[[ Document section open ]]
Depp called the allegations a "hoax" and claimed that Heard hit him, even severing the tip of his finger with a thrown vodka bottle.
Sherborne played the court an audio recording of a discussion between Heard and Depp in which she allegedly says "I didn't punch you" but adds "I was hitting you."
The lawyer said that was "a straightforward, unambiguous, unequivocal admission of hitting him."
"Mr. Depp, far from being the domestic abuser, is the domestic abused," he said.
Noting that Heard had obtained a restraining order against Depp in 2016 on the grounds of domestic violence, Sherborne said "she has set herself up ever since as an advocate of the #MeToo movement."
"This is a huge disservice to those genuine victims, as well as the #MeToo movement, for Ms. Heard to count herself one of them," he said.
Sherborne accused Heard of repeatedly changing her story during the trial, and said that during a "moment of unscripted malevolence" in the witness box, she'd made up a rumour that Depp had pushed former girlfriend Kate Moss down some stairs.
The lawyer said Heard was "a wholly unreliable witness and frankly a compulsive liar — and I don’t say that lightly."
WHAT HAVE WE LEARNED?
The trial has provided an up-close and often unflattering look at Hollywood stardom, revealing details of Depp's life of wealth, luxury, emotional turmoil and substance abuse.
Depp acknowledged heavy drug use, saying he took marijuana, cocaine, ecstasy and magic mushrooms, and became addicted to opioid painkillers. But he denied drugs made him violent.
The couple's relationship disintegrated against a glamorous international backdrop. Depp’s private island in the Bahamas, a Los Angeles penthouse, a luxury train and a private jet were all locations for violence, according to Heard.
Depp said in the witness box that he had made $650 million since he joined the lucrative "Pirates of the Caribbean" franchise — and ended up $100 million in debt after his financial advisers neglected to pay his taxes for 17 years. He said his major expenses included $5 million to send the ashes of his literary hero, drug-fueled journalist Hunter S. Thompson, into space.
[[ Document section closed ]]
[[ Information supplied open ]]
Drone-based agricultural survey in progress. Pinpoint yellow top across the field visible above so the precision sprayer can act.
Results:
[[ Information supplied closed ]]
Questions
[1] In the excerpt on the Depp–Heard trial, how much did Depp say it cost to send Hunter S. Thompson's ashes into space?
[2] Go on with the excerpt on the Depp–Heard trial, starting after its last sentence.

Your written answers
[1] $5 million.

[2]
The couple's relationship also left a costly trail of destruction. Damage to a rented house in Australia after one altercation was estimated at more than $100,000. The couple’s downtown L.A. penthouse was trashed during another argument. At one point, excrement was left in their bed — whether by a dog or a person is disputed.
WHO ARE THE WINNERS AND LOSERS?
British libel law is widely considered to favour claimants over defendants, but Depp could end up a loser even if he wins.
Depp said he sued The Sun because his career had been harmed by Heard’s allegations. But the lawsuit has given the claims a huge global audience.
"It almost beggars belief that anyone rational has taken this case to court," said Mark Stephens, a media lawyer at legal firm Howard Kennedy. "At some level, mud sticks."
Heard also has had her character questioned and has been accused of fabricating evidence. A #MeToo activist, Katherine Kendall, alleged that Heard appropriated a violent rape that happened to Kendall for her own ends.
Heard has faced abuse from Depp fans on social media. A small group of Depp supporters, who have been a regular noisy presence outside court, booed as Heard made a statement on the courthouse steps as the case ended.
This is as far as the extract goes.